>> START Given records

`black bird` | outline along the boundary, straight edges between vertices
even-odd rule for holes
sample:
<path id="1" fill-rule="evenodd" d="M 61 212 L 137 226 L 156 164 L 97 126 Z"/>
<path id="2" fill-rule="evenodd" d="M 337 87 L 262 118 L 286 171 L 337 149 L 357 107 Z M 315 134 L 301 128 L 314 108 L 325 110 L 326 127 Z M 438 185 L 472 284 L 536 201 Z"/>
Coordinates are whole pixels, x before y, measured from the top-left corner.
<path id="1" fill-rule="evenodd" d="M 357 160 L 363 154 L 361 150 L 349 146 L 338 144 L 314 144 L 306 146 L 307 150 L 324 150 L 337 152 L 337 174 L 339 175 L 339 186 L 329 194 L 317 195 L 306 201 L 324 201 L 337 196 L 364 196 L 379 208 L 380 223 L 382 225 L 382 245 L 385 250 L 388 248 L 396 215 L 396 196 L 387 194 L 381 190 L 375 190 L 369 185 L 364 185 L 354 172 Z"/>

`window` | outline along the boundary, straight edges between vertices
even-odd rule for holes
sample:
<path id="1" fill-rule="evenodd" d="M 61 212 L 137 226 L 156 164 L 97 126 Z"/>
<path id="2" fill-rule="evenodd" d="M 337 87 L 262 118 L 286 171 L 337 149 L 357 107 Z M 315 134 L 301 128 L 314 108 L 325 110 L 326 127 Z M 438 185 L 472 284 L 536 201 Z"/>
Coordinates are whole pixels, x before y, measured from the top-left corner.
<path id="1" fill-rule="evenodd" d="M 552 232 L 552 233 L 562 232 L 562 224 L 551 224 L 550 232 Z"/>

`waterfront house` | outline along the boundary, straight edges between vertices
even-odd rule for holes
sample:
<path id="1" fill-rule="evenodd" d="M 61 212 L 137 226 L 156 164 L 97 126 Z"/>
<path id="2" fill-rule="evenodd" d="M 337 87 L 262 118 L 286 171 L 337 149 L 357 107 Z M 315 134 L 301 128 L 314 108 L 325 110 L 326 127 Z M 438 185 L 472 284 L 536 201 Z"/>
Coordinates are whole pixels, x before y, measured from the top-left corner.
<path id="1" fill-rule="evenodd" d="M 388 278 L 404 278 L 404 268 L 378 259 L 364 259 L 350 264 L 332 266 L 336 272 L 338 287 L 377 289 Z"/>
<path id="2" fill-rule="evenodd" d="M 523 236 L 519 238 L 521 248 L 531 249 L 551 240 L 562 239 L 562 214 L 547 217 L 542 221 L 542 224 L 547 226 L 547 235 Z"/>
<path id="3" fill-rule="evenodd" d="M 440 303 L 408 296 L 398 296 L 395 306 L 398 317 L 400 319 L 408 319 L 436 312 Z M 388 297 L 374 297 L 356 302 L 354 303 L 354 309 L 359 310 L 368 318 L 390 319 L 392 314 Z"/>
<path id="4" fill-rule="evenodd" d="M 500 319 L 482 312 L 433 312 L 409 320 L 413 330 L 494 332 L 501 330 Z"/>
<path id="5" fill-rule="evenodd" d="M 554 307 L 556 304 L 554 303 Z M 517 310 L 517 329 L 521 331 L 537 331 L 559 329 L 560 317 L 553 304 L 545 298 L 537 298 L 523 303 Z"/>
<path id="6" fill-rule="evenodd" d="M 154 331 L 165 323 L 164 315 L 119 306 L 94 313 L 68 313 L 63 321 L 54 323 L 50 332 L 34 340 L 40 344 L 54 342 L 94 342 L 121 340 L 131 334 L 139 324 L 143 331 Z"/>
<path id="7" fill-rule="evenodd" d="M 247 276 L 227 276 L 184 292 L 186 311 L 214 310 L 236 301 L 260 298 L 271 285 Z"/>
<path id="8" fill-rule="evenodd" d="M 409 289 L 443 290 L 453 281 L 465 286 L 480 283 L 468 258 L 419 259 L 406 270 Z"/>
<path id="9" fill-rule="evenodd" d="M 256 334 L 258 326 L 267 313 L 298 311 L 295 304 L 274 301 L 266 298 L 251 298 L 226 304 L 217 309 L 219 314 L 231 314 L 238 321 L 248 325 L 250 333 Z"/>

>> END Given records

**Required task**
Copy every line above character for character, with no changes.

**Correct response**
`black bird` | outline along the boundary, straight edges between vertices
even-odd rule for holes
sample:
<path id="1" fill-rule="evenodd" d="M 61 212 L 137 226 L 156 164 L 97 126 Z"/>
<path id="2" fill-rule="evenodd" d="M 337 87 L 262 118 L 286 171 L 337 149 L 357 107 Z M 315 134 L 301 128 L 314 108 L 325 110 L 326 127 Z M 438 185 L 472 284 L 536 201 Z"/>
Coordinates are whole pixels, x before y, measured from the top-left corner.
<path id="1" fill-rule="evenodd" d="M 357 160 L 363 154 L 361 150 L 349 146 L 338 144 L 314 144 L 306 146 L 307 150 L 324 150 L 337 152 L 337 174 L 339 175 L 339 186 L 329 194 L 317 195 L 306 201 L 324 201 L 337 196 L 364 196 L 379 208 L 380 223 L 382 225 L 382 245 L 385 250 L 388 248 L 396 215 L 396 196 L 387 194 L 381 190 L 375 190 L 369 185 L 364 185 L 354 172 Z"/>

`window` | outline along the boundary, straight edges between vertices
even-odd rule for holes
sample:
<path id="1" fill-rule="evenodd" d="M 61 212 L 137 226 L 156 164 L 97 126 Z"/>
<path id="2" fill-rule="evenodd" d="M 337 87 L 262 118 L 286 171 L 337 149 L 357 107 Z M 315 134 L 301 128 L 314 108 L 325 110 L 326 127 Z M 438 185 L 472 284 L 536 201 Z"/>
Coordinates are whole pixels, x before y, measured from the top-left corner.
<path id="1" fill-rule="evenodd" d="M 552 232 L 552 233 L 562 232 L 562 224 L 551 224 L 550 232 Z"/>

`waterfront house` | outline along the boundary, straight edges between vertices
even-odd rule for holes
sample:
<path id="1" fill-rule="evenodd" d="M 61 212 L 137 226 L 156 164 L 97 126 Z"/>
<path id="2" fill-rule="evenodd" d="M 337 87 L 262 118 L 286 171 L 337 149 L 357 107 Z M 315 134 L 301 128 L 314 108 L 325 110 L 326 127 Z M 438 185 L 472 284 L 536 201 Z"/>
Coordinates are whole pixels, x before y, measured from the top-left corner.
<path id="1" fill-rule="evenodd" d="M 388 278 L 404 278 L 404 268 L 378 259 L 364 259 L 350 264 L 332 266 L 336 272 L 338 287 L 377 289 Z"/>
<path id="2" fill-rule="evenodd" d="M 523 236 L 519 238 L 521 248 L 531 249 L 551 240 L 562 239 L 562 214 L 547 217 L 542 221 L 542 224 L 547 226 L 547 235 Z"/>
<path id="3" fill-rule="evenodd" d="M 440 303 L 408 296 L 398 296 L 395 306 L 398 317 L 400 319 L 408 319 L 436 312 Z M 388 297 L 374 297 L 356 302 L 354 303 L 354 309 L 359 310 L 368 318 L 390 319 L 392 314 Z"/>
<path id="4" fill-rule="evenodd" d="M 500 319 L 482 312 L 433 312 L 409 320 L 413 330 L 494 332 L 501 330 Z"/>
<path id="5" fill-rule="evenodd" d="M 554 307 L 556 304 L 554 303 Z M 517 310 L 517 329 L 521 331 L 537 331 L 559 329 L 560 317 L 553 304 L 545 298 L 537 298 L 523 303 Z"/>
<path id="6" fill-rule="evenodd" d="M 154 331 L 165 323 L 164 315 L 119 306 L 94 313 L 68 313 L 63 321 L 54 323 L 50 332 L 34 340 L 40 344 L 54 342 L 94 342 L 121 340 L 131 334 L 139 324 L 143 331 Z"/>
<path id="7" fill-rule="evenodd" d="M 247 276 L 227 276 L 184 292 L 186 311 L 214 310 L 236 301 L 260 298 L 271 285 Z"/>
<path id="8" fill-rule="evenodd" d="M 409 289 L 443 290 L 453 281 L 465 286 L 480 283 L 468 258 L 419 259 L 406 270 Z"/>
<path id="9" fill-rule="evenodd" d="M 256 334 L 258 326 L 267 313 L 298 311 L 295 304 L 274 301 L 266 298 L 251 298 L 226 304 L 217 309 L 219 314 L 231 314 L 238 321 L 248 325 L 250 333 Z"/>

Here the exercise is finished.